_Exercise requirements:_ Reproduce word for word every line of the records below, from the line containing "instance: [(40, 75)]" through the line containing "[(921, 228), (484, 287), (233, 294), (1265, 469)]", including both of those lines.

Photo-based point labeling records
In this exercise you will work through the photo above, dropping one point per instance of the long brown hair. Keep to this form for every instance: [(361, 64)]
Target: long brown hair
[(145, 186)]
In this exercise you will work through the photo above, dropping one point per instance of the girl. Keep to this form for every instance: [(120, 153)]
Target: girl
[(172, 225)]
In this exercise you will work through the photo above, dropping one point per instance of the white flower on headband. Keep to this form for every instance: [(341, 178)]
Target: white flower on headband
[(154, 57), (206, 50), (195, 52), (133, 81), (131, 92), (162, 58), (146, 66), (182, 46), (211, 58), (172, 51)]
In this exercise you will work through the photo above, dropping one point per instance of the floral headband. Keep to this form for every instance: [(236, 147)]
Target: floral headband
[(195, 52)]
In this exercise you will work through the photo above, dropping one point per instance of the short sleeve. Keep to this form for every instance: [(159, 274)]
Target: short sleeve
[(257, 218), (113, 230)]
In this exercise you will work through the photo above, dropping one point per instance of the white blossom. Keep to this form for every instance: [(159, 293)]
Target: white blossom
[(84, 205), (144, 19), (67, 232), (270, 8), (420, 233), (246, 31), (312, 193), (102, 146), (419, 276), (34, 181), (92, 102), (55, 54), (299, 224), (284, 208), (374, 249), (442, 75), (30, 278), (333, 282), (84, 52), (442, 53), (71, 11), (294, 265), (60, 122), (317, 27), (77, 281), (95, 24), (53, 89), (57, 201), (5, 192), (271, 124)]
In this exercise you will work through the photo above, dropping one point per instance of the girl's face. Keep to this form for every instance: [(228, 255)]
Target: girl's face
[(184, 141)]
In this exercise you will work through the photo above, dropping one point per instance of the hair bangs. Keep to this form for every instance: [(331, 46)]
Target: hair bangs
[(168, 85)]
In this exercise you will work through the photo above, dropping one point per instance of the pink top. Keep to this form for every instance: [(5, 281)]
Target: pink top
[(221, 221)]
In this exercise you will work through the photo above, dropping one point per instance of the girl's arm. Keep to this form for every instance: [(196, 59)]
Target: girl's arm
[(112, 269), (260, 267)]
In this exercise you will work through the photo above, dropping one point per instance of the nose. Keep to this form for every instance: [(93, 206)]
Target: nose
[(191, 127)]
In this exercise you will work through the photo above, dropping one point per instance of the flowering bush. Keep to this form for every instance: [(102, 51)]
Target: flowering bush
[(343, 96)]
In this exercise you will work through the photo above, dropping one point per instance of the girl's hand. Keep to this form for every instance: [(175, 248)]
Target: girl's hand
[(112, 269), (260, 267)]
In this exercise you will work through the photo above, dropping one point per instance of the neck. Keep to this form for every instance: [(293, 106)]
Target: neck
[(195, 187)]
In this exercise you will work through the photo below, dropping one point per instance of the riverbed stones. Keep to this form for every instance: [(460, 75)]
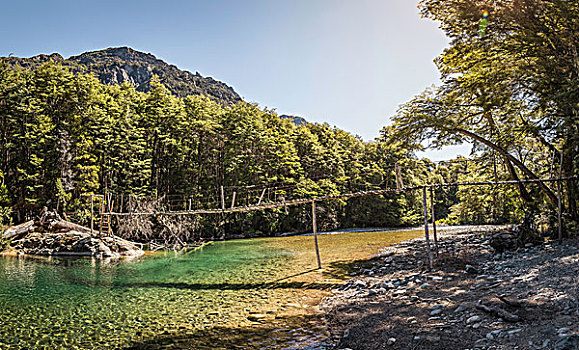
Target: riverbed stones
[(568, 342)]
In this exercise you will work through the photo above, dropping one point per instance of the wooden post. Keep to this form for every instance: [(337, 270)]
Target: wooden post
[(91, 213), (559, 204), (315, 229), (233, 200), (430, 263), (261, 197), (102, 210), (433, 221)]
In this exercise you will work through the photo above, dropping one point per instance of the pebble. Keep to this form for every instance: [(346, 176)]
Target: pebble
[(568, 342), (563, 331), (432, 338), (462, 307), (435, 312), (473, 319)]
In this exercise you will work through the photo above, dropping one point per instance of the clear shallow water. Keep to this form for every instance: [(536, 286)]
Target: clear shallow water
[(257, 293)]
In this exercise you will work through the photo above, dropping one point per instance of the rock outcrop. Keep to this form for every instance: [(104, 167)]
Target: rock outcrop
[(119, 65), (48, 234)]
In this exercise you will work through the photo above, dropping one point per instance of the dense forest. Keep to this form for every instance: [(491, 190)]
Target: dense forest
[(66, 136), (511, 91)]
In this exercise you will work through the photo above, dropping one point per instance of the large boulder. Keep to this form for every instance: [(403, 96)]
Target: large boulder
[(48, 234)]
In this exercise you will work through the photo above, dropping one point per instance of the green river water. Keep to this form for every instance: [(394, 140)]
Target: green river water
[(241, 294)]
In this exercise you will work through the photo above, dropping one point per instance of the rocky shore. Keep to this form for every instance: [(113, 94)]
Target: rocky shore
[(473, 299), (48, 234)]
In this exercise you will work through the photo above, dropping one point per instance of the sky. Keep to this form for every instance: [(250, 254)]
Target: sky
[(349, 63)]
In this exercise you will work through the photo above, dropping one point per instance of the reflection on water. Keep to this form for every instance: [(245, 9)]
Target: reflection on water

--

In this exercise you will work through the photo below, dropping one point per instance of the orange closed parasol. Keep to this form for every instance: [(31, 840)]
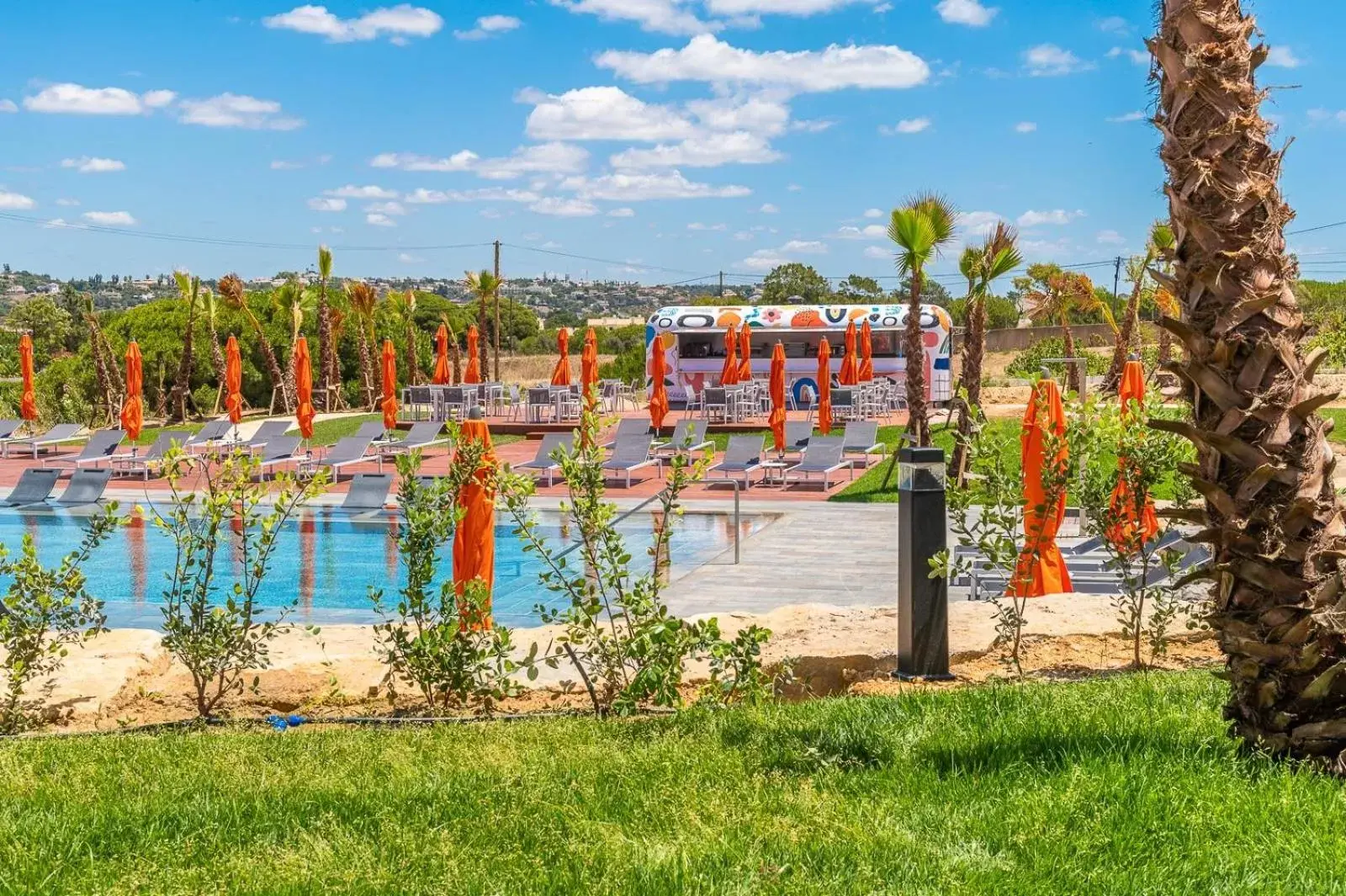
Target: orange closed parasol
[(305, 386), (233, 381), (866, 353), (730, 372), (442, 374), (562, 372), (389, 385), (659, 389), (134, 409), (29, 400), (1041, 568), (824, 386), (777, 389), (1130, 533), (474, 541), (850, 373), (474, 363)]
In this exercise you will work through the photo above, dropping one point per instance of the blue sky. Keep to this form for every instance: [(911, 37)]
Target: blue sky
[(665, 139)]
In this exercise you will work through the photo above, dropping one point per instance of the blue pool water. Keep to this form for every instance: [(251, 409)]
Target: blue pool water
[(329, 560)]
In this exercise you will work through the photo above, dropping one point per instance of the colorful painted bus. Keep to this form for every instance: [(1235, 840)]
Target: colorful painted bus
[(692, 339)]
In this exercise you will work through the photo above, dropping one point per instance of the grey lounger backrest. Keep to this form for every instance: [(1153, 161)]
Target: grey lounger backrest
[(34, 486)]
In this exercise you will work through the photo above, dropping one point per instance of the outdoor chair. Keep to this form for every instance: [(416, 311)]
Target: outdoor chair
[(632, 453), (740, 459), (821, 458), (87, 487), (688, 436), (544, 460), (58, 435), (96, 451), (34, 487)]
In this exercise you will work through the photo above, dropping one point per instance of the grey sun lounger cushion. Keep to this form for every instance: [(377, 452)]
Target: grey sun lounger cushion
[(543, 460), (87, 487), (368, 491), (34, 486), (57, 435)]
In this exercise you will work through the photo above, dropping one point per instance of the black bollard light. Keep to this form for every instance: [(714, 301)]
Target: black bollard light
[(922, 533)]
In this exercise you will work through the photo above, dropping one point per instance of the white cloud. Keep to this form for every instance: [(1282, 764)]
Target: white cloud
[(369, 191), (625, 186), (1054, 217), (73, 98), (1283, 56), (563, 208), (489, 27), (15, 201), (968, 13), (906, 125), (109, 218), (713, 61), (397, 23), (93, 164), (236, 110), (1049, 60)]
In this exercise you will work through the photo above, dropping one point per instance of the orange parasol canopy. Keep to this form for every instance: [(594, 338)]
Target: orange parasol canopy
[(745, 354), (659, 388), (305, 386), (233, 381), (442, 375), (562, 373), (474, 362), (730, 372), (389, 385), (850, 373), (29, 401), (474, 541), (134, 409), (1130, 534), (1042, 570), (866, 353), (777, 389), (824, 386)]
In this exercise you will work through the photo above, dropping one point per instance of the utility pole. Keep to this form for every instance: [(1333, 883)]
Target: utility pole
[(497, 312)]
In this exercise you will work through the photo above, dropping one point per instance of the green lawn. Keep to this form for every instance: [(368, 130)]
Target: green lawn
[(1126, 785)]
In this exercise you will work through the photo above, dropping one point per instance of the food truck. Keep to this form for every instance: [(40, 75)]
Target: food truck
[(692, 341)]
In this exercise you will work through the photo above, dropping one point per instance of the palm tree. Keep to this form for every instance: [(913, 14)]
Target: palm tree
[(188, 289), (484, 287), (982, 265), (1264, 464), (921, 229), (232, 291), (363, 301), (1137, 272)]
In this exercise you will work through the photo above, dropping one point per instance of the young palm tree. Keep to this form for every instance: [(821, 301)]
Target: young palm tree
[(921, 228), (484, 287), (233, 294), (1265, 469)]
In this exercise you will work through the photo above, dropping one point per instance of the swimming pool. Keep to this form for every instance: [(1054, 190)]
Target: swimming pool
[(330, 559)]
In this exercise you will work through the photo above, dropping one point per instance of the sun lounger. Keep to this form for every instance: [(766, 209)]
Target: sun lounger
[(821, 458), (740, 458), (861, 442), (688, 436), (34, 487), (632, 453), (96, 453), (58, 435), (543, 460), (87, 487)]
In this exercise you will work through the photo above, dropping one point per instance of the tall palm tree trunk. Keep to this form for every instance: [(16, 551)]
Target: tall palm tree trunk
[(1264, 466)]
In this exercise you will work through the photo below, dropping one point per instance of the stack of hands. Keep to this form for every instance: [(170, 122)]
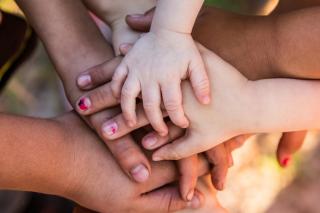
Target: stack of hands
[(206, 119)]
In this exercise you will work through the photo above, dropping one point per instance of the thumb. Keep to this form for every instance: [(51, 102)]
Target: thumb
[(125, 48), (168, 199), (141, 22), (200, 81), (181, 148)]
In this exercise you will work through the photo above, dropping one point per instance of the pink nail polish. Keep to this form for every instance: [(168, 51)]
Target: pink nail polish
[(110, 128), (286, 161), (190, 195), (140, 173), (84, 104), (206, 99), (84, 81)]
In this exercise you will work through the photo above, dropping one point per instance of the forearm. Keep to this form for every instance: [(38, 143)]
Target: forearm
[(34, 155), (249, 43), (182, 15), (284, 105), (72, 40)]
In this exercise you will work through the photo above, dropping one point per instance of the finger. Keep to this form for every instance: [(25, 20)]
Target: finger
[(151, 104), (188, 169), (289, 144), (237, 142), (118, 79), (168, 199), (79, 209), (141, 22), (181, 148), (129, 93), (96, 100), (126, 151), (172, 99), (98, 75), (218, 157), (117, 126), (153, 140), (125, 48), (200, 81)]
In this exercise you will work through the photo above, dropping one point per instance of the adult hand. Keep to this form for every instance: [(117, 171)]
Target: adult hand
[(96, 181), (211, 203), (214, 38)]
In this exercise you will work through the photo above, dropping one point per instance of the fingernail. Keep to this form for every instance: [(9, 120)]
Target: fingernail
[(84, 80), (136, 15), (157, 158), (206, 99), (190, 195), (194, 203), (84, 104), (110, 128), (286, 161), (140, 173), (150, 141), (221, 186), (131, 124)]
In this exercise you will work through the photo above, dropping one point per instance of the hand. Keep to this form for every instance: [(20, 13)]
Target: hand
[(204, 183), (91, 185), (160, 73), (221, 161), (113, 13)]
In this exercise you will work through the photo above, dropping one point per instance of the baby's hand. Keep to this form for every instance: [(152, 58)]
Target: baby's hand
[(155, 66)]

...

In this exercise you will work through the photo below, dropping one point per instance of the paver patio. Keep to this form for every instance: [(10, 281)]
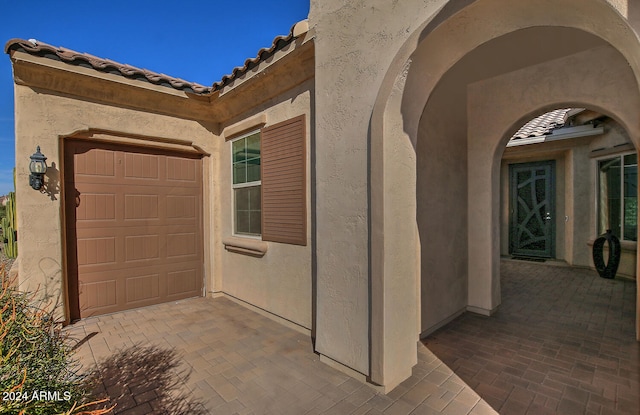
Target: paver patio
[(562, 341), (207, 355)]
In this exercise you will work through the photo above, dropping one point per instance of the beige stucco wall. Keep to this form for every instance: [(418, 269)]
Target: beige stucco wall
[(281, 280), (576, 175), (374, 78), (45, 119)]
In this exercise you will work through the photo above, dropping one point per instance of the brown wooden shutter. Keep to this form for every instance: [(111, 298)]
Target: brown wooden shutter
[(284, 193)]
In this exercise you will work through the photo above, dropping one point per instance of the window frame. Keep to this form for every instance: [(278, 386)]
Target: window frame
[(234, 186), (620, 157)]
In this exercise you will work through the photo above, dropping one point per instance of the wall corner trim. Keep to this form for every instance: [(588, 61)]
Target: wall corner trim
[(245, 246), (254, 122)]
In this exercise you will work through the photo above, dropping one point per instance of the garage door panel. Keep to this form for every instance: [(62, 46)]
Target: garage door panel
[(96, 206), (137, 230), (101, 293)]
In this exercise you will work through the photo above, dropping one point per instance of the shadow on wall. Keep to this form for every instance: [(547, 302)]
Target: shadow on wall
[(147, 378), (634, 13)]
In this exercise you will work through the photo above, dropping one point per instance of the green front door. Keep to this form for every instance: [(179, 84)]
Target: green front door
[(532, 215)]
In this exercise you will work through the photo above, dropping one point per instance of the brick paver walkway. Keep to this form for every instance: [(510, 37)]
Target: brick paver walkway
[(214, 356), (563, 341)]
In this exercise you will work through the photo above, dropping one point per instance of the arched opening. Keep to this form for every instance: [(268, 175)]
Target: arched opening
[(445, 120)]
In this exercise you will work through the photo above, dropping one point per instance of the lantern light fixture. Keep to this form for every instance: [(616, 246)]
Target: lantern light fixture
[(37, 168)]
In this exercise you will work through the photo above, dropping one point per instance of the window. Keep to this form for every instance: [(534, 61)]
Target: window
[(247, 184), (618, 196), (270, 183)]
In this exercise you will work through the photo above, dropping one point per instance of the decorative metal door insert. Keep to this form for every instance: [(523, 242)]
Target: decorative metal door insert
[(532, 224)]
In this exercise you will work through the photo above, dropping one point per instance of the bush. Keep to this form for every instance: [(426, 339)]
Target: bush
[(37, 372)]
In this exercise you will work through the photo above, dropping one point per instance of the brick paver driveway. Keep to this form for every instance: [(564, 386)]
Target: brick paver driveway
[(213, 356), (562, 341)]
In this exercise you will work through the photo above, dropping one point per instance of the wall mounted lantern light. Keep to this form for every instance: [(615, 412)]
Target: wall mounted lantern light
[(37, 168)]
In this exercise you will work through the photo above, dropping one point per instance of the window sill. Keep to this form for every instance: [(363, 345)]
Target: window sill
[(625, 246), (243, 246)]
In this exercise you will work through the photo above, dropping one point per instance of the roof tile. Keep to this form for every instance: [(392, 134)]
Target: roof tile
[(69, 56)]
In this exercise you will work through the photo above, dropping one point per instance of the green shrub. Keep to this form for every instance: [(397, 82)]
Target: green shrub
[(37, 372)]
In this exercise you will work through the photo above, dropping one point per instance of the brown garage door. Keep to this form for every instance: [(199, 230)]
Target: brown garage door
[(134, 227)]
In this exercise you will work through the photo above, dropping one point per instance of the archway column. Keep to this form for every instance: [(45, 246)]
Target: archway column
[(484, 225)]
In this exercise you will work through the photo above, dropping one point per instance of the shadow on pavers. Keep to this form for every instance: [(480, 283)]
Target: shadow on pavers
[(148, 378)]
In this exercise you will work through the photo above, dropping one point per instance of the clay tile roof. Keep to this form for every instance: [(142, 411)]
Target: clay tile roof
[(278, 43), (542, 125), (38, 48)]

_Exercise answer:_
In this exercise you will work through the photo above, dropping one point per instance of the food truck. Keep to this form for every instance: [(40, 75)]
Target: food truck
[(692, 341)]
In this exercise you will work through the photo above, dropping one point per instance of the palm tree. Keep to this form for every instance: [(913, 14)]
Target: palm tree
[(188, 289), (484, 287), (982, 265), (1264, 464), (921, 229), (232, 291), (363, 301), (1137, 272)]
In this exercise you will work through the photo above, dropping one point per instance of the young palm tree. Keep to this form for every instance: [(821, 301)]
Target: young palm tree
[(921, 228), (484, 287), (233, 294), (1265, 469)]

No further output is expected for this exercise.